[Raw records]
-=-=-=-=-

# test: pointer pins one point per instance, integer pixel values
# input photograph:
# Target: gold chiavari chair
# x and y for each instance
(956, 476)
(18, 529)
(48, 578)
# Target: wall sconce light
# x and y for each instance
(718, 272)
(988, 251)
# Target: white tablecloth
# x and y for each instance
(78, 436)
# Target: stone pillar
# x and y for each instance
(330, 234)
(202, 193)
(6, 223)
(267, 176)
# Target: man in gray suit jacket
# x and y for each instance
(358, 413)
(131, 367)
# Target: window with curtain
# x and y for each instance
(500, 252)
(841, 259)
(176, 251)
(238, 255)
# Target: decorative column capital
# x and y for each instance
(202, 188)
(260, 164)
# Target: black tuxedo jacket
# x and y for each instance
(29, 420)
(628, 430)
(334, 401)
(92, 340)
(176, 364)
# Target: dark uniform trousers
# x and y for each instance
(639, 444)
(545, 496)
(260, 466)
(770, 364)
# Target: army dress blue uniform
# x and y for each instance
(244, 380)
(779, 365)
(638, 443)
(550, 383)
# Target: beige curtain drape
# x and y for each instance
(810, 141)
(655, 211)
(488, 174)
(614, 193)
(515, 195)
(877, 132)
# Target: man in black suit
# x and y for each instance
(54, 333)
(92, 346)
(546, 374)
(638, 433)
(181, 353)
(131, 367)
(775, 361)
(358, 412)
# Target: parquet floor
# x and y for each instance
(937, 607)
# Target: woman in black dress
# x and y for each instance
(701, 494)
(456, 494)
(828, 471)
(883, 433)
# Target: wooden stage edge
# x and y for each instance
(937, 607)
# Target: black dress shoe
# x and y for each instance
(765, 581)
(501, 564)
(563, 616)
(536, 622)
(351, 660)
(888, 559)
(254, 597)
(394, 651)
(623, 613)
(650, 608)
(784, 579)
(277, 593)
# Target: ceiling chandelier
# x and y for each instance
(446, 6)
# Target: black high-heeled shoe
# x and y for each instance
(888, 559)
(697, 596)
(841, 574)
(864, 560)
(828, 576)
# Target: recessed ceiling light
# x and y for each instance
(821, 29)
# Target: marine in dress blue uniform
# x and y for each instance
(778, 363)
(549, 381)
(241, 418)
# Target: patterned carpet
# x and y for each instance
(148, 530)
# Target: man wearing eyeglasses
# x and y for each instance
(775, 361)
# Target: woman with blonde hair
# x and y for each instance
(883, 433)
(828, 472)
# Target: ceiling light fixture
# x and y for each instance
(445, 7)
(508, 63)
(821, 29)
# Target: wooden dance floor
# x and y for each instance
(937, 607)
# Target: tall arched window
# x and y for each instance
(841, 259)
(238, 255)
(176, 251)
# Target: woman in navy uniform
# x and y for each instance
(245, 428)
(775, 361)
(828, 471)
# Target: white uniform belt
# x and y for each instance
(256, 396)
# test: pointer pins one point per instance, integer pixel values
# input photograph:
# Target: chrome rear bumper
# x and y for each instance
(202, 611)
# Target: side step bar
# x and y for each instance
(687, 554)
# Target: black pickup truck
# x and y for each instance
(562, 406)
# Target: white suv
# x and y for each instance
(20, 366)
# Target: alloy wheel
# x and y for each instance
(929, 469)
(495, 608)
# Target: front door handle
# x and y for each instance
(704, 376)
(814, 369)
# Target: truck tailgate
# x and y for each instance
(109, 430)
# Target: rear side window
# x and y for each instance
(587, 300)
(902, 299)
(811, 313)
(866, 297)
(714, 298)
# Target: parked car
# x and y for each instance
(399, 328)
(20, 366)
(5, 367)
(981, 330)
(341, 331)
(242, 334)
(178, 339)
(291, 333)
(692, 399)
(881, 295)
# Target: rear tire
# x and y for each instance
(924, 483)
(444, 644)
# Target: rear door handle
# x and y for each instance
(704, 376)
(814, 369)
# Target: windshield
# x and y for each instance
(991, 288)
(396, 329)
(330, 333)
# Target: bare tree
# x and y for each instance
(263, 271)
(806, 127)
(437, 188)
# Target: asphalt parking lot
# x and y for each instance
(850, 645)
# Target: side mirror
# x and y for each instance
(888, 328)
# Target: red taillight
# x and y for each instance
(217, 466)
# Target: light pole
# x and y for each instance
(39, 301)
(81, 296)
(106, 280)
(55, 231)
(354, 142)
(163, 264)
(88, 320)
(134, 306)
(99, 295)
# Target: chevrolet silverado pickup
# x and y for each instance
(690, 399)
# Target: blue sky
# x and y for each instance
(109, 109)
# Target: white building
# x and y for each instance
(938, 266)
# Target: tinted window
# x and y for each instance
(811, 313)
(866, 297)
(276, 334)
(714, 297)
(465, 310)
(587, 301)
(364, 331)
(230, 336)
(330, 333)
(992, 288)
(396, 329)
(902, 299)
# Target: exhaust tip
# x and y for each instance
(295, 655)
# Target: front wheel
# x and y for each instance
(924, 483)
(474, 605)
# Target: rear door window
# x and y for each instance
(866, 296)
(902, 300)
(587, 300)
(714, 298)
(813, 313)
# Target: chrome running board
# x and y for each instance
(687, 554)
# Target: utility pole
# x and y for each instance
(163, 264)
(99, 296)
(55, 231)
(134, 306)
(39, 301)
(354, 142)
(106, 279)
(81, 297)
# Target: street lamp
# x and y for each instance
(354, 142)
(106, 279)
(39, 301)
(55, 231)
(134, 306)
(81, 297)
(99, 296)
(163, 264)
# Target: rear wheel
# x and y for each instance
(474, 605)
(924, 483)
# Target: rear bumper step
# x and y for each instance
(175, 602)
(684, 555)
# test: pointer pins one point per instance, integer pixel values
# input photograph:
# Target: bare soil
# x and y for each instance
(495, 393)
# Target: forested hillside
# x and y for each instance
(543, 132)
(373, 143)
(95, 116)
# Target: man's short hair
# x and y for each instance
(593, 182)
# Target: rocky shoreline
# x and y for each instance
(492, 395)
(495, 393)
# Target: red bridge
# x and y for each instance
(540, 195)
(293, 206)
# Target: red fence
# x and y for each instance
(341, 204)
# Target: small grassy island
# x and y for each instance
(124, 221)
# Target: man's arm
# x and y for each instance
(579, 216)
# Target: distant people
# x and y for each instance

-=-=-=-=-

__Exercise prompt__:
Reproduce each entry above exactly, keeping every word.

__Reply to the exercise__:
# test: pointer pins one point per instance, integer pixel values
# input photograph:
# Target: gold chiavari chair
# x and y for each instance
(956, 476)
(18, 529)
(48, 578)
# Target: wall sconce light
# x and y for each instance
(718, 272)
(988, 251)
# Target: white tablecloth
# x and y for each instance
(78, 436)
# Target: stone pillar
# x and y for each instance
(330, 234)
(202, 193)
(6, 223)
(267, 176)
# Target: man in gray suit jacket
# x and y for each instance
(358, 413)
(131, 367)
# Target: window with curtain
# x and y for each instance
(500, 252)
(841, 259)
(176, 251)
(238, 255)
# Target: decorative column capital
# x and y for each instance
(202, 188)
(260, 164)
# Target: black tuxedo jacket
# x and y for each instance
(29, 420)
(628, 430)
(334, 401)
(92, 340)
(176, 364)
# Target: dark uniform trousers
# x and y for each instance
(639, 444)
(545, 496)
(260, 466)
(770, 364)
# Target: army dress blue uniform
# x and y for each instance
(244, 380)
(779, 365)
(638, 443)
(550, 383)
# Target: beige curtain drape
# x and y for each instance
(810, 141)
(655, 211)
(488, 174)
(614, 193)
(515, 195)
(877, 132)
# Target: man in black suit
# x and y for each instance
(54, 333)
(92, 346)
(546, 374)
(638, 433)
(181, 353)
(131, 367)
(775, 361)
(358, 412)
# Target: parquet floor
# x and y for each instance
(937, 607)
# Target: woman in black dress
# x and y for each instance
(701, 494)
(456, 494)
(828, 471)
(883, 433)
# Target: wooden stage edge
# x and y for each instance
(937, 607)
# Target: black dress shoe
# x and y for each instance
(765, 581)
(501, 564)
(563, 616)
(536, 622)
(351, 660)
(888, 559)
(254, 597)
(394, 651)
(623, 613)
(650, 608)
(784, 579)
(277, 593)
# Target: ceiling chandelier
# x and y for each instance
(446, 6)
# Target: black high-heeled shoe
# x and y for each instance
(888, 559)
(697, 596)
(841, 574)
(864, 560)
(828, 576)
# Target: recessed ceiling light
# x and y for each instance
(821, 29)
# Target: marine in dress blue uniform
# x and y for each instance
(778, 363)
(549, 381)
(241, 418)
# Target: patterned carpet
# x and y for each instance
(148, 530)
# Target: man wearing eyeglasses
# x and y for each instance
(775, 361)
# Target: woman with blonde hair
# x and y for each instance
(883, 433)
(828, 472)
# Target: ceiling light fixture
# x and y for each instance
(445, 7)
(508, 63)
(821, 29)
# Target: wooden dance floor
# x and y for each instance
(937, 607)
# Target: tall arched window
# x and y for each instance
(841, 259)
(238, 255)
(176, 251)
# Target: woman in navy uniform
# x and y for each instance
(245, 428)
(775, 361)
(828, 471)
# Target: white uniform belt
# x and y for each instance
(256, 396)
# test: pointer pins one point per instance, integer pixel values
# input photograph:
# Target: chrome rear bumper
# x and y for each instance
(202, 611)
# Target: side step bar
# x and y for each instance
(687, 554)
# Target: black pickup truck
# x and y for each instance
(562, 406)
# Target: white suv
# x and y for each instance
(20, 366)
# Target: alloy wheel
# x and y for each instance
(929, 469)
(495, 608)
# Target: front door handle
# x and y for each instance
(704, 376)
(814, 369)
# Target: truck tailgate
# x and y for each instance
(109, 430)
# Target: rear side window
# x and y for each instance
(587, 300)
(902, 299)
(811, 313)
(866, 297)
(714, 298)
# Target: parked car
# x and y for each instance
(399, 328)
(20, 366)
(5, 367)
(981, 330)
(341, 331)
(242, 334)
(178, 339)
(291, 333)
(692, 399)
(881, 295)
# Target: rear tire
# x and y for each instance
(924, 483)
(444, 644)
# Target: rear door handle
# x and y for each instance
(704, 376)
(814, 369)
# Target: windshield
# x and y for each instance
(991, 288)
(396, 329)
(330, 333)
# Target: bare tree
# x and y for each instance
(263, 271)
(806, 127)
(437, 188)
# Target: asphalt parking lot
# x and y for each instance
(850, 645)
# Target: side mirror
# x and y for each instance
(888, 328)
# Target: red taillight
# x and y for each instance
(217, 466)
# Target: light pole
# x and y for each instance
(39, 301)
(81, 296)
(106, 280)
(55, 231)
(354, 142)
(163, 264)
(88, 320)
(134, 306)
(99, 295)
# Target: chevrolet silverado pickup
# x and y for each instance
(690, 399)
# Target: blue sky
# x and y for each instance
(109, 109)
# Target: white building
# x and y for each instance
(938, 266)
# Target: tinted window
# x and y for each instance
(811, 313)
(866, 297)
(276, 334)
(714, 297)
(465, 310)
(587, 301)
(364, 331)
(230, 336)
(330, 333)
(992, 288)
(396, 329)
(902, 299)
# Target: exhaust tip
# x and y for each instance
(295, 655)
# Target: front wheel
# x and y for each instance
(924, 483)
(474, 605)
# Target: rear door window
# x and y for each instance
(866, 296)
(902, 300)
(587, 300)
(714, 298)
(813, 313)
# Target: chrome running board
# x and y for each instance
(687, 554)
# Target: utility pole
# x and y for each instance
(163, 264)
(99, 296)
(55, 231)
(134, 306)
(39, 301)
(354, 142)
(106, 279)
(81, 297)
# Target: street lamp
# x and y for each instance
(354, 142)
(106, 279)
(39, 301)
(55, 231)
(134, 306)
(81, 297)
(99, 296)
(163, 264)
# Target: rear wheel
# x and y for each instance
(474, 605)
(924, 483)
# Target: rear bumper step
# x and y for each instance
(175, 602)
(684, 555)
# test: pointer pins one point per instance, integer pixel values
# input photograph:
# Target: bare soil
# x and y for each instance
(495, 393)
# Target: forested hillside
# x and y for each instance
(543, 132)
(373, 143)
(95, 116)
# Target: man's short hair
# x and y for each instance
(593, 182)
# Target: rocky shoreline
# x and y for each instance
(492, 395)
(495, 393)
# Target: red bridge
# x and y for each instance
(540, 195)
(293, 206)
# Target: red fence
# x and y for each instance
(341, 204)
# Target: small grassy island
# x and y for each instance
(124, 221)
# Target: man's arm
# x and y for each instance
(579, 216)
# Target: distant people
# x and y for each instance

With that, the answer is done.